- WHAT IS ASKED -
Duplicate every one of the entries below line for line, changing nothing.

[Stored data]
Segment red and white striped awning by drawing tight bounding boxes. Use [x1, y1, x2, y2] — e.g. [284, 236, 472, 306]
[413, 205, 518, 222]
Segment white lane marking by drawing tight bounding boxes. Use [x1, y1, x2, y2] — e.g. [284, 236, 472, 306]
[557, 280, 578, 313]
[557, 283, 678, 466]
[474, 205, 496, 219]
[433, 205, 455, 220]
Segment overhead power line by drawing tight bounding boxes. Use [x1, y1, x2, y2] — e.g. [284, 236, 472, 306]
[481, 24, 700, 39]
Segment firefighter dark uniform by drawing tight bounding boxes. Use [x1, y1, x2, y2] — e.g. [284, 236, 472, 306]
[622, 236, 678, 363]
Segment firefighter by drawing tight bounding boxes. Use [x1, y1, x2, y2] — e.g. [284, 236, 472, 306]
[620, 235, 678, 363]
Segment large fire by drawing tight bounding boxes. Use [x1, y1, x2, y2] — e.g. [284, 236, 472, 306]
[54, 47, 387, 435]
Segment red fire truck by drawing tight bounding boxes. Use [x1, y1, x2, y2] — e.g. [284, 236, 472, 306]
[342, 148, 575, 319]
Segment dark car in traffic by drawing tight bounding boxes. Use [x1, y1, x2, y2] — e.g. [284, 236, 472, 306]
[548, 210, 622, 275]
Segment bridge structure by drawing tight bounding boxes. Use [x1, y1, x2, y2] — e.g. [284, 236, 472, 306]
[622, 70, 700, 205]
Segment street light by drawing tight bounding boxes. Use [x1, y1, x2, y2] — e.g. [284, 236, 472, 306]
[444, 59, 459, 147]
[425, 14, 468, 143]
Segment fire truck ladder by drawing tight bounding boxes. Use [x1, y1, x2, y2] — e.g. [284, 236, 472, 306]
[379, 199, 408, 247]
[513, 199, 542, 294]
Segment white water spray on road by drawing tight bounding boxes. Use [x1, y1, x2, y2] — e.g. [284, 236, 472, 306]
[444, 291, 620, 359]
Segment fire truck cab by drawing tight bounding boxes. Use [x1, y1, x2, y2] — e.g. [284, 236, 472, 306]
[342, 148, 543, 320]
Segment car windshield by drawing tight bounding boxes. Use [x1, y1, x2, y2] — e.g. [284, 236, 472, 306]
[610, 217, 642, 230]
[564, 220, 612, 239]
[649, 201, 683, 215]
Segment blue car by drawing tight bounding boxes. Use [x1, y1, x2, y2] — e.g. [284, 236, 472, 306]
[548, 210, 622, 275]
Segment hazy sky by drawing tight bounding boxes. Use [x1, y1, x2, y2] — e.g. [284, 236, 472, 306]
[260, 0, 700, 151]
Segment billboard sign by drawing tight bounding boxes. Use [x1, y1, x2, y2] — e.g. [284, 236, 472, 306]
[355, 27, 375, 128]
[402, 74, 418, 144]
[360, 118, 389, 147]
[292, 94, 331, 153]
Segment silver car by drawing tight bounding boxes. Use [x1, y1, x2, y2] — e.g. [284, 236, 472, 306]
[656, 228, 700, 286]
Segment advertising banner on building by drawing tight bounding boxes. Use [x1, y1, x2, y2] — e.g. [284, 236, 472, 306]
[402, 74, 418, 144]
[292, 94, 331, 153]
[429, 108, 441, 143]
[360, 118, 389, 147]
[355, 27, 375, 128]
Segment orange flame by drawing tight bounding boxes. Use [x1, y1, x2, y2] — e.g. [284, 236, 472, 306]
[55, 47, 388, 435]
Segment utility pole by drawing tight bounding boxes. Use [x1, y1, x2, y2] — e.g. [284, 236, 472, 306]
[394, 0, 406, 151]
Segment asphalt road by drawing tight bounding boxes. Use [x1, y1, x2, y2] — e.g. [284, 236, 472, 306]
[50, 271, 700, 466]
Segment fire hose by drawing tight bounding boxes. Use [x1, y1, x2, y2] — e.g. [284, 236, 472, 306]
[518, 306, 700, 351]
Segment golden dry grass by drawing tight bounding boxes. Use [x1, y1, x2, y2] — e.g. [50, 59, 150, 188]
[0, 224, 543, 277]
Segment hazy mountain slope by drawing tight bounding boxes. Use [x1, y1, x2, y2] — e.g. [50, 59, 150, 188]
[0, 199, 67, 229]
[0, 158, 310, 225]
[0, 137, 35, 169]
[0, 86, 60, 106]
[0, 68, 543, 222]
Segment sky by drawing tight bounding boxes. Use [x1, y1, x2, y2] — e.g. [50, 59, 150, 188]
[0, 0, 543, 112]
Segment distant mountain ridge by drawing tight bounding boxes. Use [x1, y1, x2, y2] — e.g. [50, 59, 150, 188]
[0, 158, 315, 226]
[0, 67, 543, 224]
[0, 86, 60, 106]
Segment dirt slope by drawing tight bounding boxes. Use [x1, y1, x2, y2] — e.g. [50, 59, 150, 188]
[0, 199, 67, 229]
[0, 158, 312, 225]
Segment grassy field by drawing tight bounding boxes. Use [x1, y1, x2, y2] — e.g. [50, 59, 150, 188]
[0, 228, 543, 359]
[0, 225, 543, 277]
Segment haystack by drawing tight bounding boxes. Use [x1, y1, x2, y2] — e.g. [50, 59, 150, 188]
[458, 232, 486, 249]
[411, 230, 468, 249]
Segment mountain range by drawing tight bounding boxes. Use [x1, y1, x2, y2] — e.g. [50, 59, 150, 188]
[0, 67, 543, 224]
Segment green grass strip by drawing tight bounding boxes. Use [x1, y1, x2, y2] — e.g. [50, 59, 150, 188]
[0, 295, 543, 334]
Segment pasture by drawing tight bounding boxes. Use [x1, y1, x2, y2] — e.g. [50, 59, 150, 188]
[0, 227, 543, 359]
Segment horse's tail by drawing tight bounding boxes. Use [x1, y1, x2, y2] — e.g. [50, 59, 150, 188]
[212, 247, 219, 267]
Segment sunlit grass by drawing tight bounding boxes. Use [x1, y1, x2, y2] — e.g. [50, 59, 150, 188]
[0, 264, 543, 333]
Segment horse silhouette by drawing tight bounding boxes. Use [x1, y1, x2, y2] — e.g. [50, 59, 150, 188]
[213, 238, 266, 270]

- CORRECT OUTPUT -
Segment red and white striped awning by drawing tight bounding boxes. Use [x1, y1, x2, y2] — e.g. [284, 236, 472, 306]
[413, 205, 518, 222]
Segment white lane marking by drawing tight bounding boxes. Use [x1, y1, x2, y2] — e.g. [284, 236, 472, 306]
[557, 280, 578, 313]
[557, 283, 678, 466]
[474, 205, 496, 219]
[433, 205, 455, 220]
Segment overhead power line by drawing tight bounding boxes. Use [x1, y1, x2, y2] — e.g. [284, 236, 472, 306]
[481, 24, 700, 39]
Segment firefighter dark uniform by drawing tight bounding boxes. Use [x1, y1, x2, y2] — e.g. [284, 236, 472, 306]
[622, 236, 678, 363]
Segment firefighter by drawing tight bounding boxes. Use [x1, y1, x2, y2] — e.g. [284, 236, 472, 306]
[620, 235, 678, 363]
Segment large fire by drawing tight bounding boxes. Use [x1, y1, x2, y2] — e.g. [284, 236, 472, 306]
[54, 47, 387, 435]
Segment red fire truck by drawing tight bounding boxes. Use [x1, y1, x2, y2] — e.g. [284, 236, 472, 306]
[342, 148, 575, 319]
Segment dark car in traffic by drawing tight bounding boxes. Use [x1, y1, x2, y2] — e.g. [284, 236, 472, 306]
[548, 210, 622, 275]
Segment bridge structure by drawing tight bounding boxes. Use [x1, y1, x2, y2] — e.g. [284, 236, 472, 306]
[622, 70, 700, 205]
Segment street light by drawing tight bounding boxes. Use [x1, y1, x2, y2] — e.g. [284, 236, 472, 306]
[444, 59, 459, 147]
[425, 14, 468, 143]
Segment fire truck ladder by drawing tight bounding boxes. Use [x1, y1, x2, y2] — e.g. [284, 236, 472, 306]
[379, 199, 408, 247]
[513, 199, 542, 294]
Segment white water spray on road by drawing tight bounding boxes. Use [x1, y1, x2, y2] — e.g. [284, 236, 472, 306]
[444, 291, 620, 359]
Segment fire truck cab by drawing tight bounding boxes. Use [x1, y1, x2, y2] — e.g. [284, 236, 472, 306]
[342, 148, 543, 320]
Segment car windshield by drawing tight bounding boxes. Use [x1, y1, x2, y2] — e.g. [284, 236, 472, 306]
[610, 217, 642, 230]
[564, 220, 612, 239]
[649, 201, 683, 215]
Segment blue car by drawing tight bounding boxes. Use [x1, y1, x2, y2] — e.g. [284, 236, 472, 306]
[548, 210, 622, 275]
Segment hazy sky by drawing tight bounding boxes. Use [x1, y1, x2, y2] — e.g. [284, 236, 472, 306]
[260, 0, 700, 151]
Segment billboard sign by drawing tight bounding boxes. Use [x1, y1, x2, y2] — e.g. [284, 236, 472, 306]
[355, 27, 375, 128]
[402, 74, 418, 144]
[360, 118, 389, 147]
[292, 94, 331, 153]
Segment silver car by drawing tight bounding boxes. Use [x1, y1, x2, y2] — e.g. [284, 236, 472, 306]
[656, 228, 700, 286]
Segment advertising banner on building by drawing tight bounding boxes. Use [x1, y1, x2, y2] — e.g. [284, 236, 472, 306]
[402, 74, 418, 144]
[292, 94, 331, 153]
[429, 108, 441, 143]
[360, 118, 389, 147]
[355, 27, 375, 128]
Segment orange flame by drawing tight bounding boxes. Use [x1, y1, x2, y2] — e.g. [284, 236, 472, 306]
[55, 47, 388, 435]
Segment utility pole by drawing tight bounding boxes. Use [x1, y1, x2, y2] — e.g. [284, 236, 472, 306]
[394, 0, 406, 151]
Segment asphalt road by drawing tight bounding boxes. Use [x1, y1, x2, y2] — e.g. [284, 236, 472, 306]
[50, 271, 700, 466]
Segment fire hose by drawing tight bounding boxes. Use [x1, y1, x2, y2] — e.g. [284, 236, 472, 306]
[518, 306, 700, 351]
Segment golden dry grass by drawing tight bounding boxes. Use [x1, y1, x2, y2] — e.g. [50, 59, 150, 188]
[0, 224, 543, 277]
Segment hazy mountain slope by drawing tight bounding boxes. Use [x1, y1, x2, y2] — e.g. [50, 59, 150, 188]
[0, 199, 67, 229]
[0, 158, 310, 225]
[0, 137, 35, 169]
[0, 86, 60, 106]
[0, 68, 543, 222]
Segment sky by drawing tight bounding boxes. Use [x1, y1, x2, y2] — e.g. [50, 59, 150, 188]
[0, 0, 543, 112]
Segment distant mountain ridge by drawing tight bounding boxes. Use [x1, y1, x2, y2] — e.g. [50, 59, 150, 188]
[0, 158, 315, 226]
[0, 67, 543, 224]
[0, 86, 60, 106]
Segment dirt slope by drawing tight bounding boxes. Use [x1, y1, x2, y2] — e.g. [50, 59, 150, 188]
[0, 199, 67, 229]
[0, 158, 312, 225]
Segment grassy field by drawing tight bounding boxes. Use [x1, y1, x2, y2] — e.g. [50, 59, 150, 188]
[0, 228, 543, 359]
[0, 225, 543, 277]
Segment haystack by drawing tight bounding boxes. Use [x1, y1, x2, y2] — e.g. [50, 59, 150, 188]
[458, 232, 486, 249]
[411, 230, 468, 249]
Segment mountain range by drawing tight bounding boxes. Use [x1, y1, x2, y2] — e.g. [50, 59, 150, 188]
[0, 67, 543, 224]
Segment green grass strip by drawing tight bounding boxes. Use [x1, y1, x2, y2] — e.g. [50, 59, 150, 188]
[0, 295, 543, 334]
Segment pasture by drawing tight bounding boxes. Use [x1, y1, x2, y2] — e.g. [50, 59, 150, 188]
[0, 227, 543, 359]
Segment horse's tail by drawing tight bounding boxes. Use [x1, y1, x2, y2] — e.g. [50, 59, 150, 188]
[212, 247, 219, 267]
Segment sunlit grass by drawing tight bounding boxes. Use [x1, y1, x2, y2] — e.g. [50, 59, 150, 188]
[0, 264, 543, 333]
Segment horse silhouette by drawing tight bounding boxes. Use [x1, y1, x2, y2] — e.g. [50, 59, 150, 188]
[213, 238, 266, 270]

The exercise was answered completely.